> **Exercise description**: Starting with the line that contains "Rules: pick out each instance of the hand with", reproduce each line through the end of the listing below, with no other output.

> **Data excerpts**:

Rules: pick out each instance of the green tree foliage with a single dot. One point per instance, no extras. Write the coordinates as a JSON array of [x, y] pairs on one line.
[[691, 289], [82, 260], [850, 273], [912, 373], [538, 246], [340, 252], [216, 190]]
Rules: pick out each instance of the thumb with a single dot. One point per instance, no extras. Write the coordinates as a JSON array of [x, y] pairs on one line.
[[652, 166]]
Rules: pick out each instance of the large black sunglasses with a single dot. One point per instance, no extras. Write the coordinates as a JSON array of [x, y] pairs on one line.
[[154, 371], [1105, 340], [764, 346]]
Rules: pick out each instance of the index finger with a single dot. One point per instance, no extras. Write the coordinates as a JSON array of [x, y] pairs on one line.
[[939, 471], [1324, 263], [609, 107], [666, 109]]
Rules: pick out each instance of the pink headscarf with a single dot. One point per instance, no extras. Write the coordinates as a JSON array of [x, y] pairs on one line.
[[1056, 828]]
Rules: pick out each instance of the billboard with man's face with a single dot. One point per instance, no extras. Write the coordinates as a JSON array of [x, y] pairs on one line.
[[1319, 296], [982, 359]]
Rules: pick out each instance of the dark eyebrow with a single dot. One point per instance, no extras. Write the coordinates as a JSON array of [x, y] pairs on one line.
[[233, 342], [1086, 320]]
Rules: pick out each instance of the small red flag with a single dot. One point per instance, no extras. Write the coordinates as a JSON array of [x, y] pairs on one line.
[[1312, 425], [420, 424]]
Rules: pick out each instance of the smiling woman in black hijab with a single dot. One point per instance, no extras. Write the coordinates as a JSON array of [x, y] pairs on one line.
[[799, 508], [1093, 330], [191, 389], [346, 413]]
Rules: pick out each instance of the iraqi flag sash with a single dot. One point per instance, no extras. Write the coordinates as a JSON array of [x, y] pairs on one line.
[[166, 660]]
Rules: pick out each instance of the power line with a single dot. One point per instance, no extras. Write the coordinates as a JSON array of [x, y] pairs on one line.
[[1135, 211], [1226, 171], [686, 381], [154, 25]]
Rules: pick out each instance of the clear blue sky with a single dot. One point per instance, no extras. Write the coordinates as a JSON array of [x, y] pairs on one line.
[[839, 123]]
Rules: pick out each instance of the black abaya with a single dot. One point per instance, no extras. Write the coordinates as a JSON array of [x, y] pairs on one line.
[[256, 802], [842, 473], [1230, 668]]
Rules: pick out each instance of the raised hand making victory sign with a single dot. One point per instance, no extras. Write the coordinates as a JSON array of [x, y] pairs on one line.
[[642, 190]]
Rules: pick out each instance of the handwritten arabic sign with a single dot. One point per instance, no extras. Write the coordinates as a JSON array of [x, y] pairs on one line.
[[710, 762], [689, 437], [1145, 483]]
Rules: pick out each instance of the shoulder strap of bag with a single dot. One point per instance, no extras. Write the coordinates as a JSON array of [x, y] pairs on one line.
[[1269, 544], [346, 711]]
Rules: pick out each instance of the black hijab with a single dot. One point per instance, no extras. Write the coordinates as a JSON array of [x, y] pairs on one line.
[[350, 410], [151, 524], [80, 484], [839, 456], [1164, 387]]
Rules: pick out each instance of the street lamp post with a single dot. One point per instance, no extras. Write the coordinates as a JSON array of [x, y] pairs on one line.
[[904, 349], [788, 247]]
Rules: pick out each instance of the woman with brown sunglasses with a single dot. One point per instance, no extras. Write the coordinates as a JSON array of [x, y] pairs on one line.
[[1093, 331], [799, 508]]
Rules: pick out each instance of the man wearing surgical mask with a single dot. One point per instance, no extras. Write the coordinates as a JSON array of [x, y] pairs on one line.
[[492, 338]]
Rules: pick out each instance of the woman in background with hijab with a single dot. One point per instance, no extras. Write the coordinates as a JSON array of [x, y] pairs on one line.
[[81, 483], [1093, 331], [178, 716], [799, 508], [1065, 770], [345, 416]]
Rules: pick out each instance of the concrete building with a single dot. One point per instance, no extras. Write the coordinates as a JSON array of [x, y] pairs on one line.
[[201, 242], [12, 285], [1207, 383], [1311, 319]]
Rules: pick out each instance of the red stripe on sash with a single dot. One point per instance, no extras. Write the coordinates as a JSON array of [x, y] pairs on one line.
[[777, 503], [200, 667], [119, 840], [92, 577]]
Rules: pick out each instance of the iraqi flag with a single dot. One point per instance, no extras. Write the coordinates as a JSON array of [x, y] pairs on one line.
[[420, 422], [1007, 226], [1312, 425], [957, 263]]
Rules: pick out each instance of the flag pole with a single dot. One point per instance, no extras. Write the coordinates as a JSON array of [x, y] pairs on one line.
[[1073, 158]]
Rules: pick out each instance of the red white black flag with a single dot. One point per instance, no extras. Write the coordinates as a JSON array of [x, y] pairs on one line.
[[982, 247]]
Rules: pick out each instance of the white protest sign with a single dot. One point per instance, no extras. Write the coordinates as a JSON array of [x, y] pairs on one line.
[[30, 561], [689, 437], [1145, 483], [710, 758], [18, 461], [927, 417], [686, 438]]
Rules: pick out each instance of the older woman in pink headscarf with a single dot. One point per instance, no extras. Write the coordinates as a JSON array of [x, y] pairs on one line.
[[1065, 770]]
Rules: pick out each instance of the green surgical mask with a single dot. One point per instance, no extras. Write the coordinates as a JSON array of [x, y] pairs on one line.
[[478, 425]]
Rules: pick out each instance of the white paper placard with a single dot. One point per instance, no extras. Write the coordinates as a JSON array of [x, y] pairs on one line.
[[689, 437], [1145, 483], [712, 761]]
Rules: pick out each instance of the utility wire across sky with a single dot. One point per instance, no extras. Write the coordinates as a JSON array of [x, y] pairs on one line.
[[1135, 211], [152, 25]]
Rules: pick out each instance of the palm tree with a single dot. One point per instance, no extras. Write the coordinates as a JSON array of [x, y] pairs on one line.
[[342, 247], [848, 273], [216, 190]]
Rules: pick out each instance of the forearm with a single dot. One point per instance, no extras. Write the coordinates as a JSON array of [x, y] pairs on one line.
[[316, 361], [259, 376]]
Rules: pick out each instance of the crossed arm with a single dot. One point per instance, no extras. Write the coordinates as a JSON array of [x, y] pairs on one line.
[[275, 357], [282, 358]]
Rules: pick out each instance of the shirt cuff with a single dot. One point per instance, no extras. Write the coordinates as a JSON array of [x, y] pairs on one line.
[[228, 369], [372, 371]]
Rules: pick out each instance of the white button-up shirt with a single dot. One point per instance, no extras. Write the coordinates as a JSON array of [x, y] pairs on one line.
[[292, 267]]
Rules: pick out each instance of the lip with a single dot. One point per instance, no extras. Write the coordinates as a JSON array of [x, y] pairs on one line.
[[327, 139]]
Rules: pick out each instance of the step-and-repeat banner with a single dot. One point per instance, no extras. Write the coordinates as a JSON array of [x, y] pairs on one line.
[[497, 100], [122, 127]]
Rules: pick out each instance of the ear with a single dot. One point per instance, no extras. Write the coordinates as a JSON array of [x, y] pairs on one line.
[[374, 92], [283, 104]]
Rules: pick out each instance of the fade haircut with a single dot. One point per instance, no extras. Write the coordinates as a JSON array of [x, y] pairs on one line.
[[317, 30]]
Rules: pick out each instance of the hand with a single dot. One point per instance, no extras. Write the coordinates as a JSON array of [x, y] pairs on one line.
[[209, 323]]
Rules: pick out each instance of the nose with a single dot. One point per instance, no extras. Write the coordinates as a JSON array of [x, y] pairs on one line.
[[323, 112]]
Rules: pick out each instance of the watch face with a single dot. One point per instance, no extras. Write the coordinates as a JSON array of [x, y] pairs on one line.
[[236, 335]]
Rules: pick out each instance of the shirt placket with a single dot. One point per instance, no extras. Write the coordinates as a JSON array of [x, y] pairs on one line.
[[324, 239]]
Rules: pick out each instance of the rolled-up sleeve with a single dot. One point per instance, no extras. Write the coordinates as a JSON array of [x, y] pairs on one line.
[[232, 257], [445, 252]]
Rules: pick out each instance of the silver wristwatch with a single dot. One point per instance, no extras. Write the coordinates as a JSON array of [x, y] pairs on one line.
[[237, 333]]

> **Final answer**:
Rules: pick out each instance of the hand with a single dot. One point per instance, no extras. Write the coordinates as a JSON array of [x, y] pairs on one line.
[[209, 323]]
Rules: pick out each instance of the nose with a single dot. One point per instance, no extras. Write the coordinates as a JSON array of [x, y] pairs on one line.
[[323, 112]]
Rules: pick out each instance of the watch face with a single dot. One point per instance, no extras. Write the coordinates as a JSON array of [x, y] pairs on one line.
[[236, 335]]
Rules: pick out each instance of the shirt placket with a single dot. One point per instance, no extras. Write the coordinates as a JSON array of [x, y] pairs on one line.
[[324, 239]]
Rules: pick out each instance of the rolled-up sleeve with a single dot. One point per instance, no extras. Write the coordinates as a JSON array of [x, y] pairs on one line.
[[232, 257], [445, 252]]
Rules: pick out each instance of the silver wristwatch with a single dot. One point per instance, no extras. Write the coordinates as a JSON array of [x, y] pairs on one line.
[[237, 333]]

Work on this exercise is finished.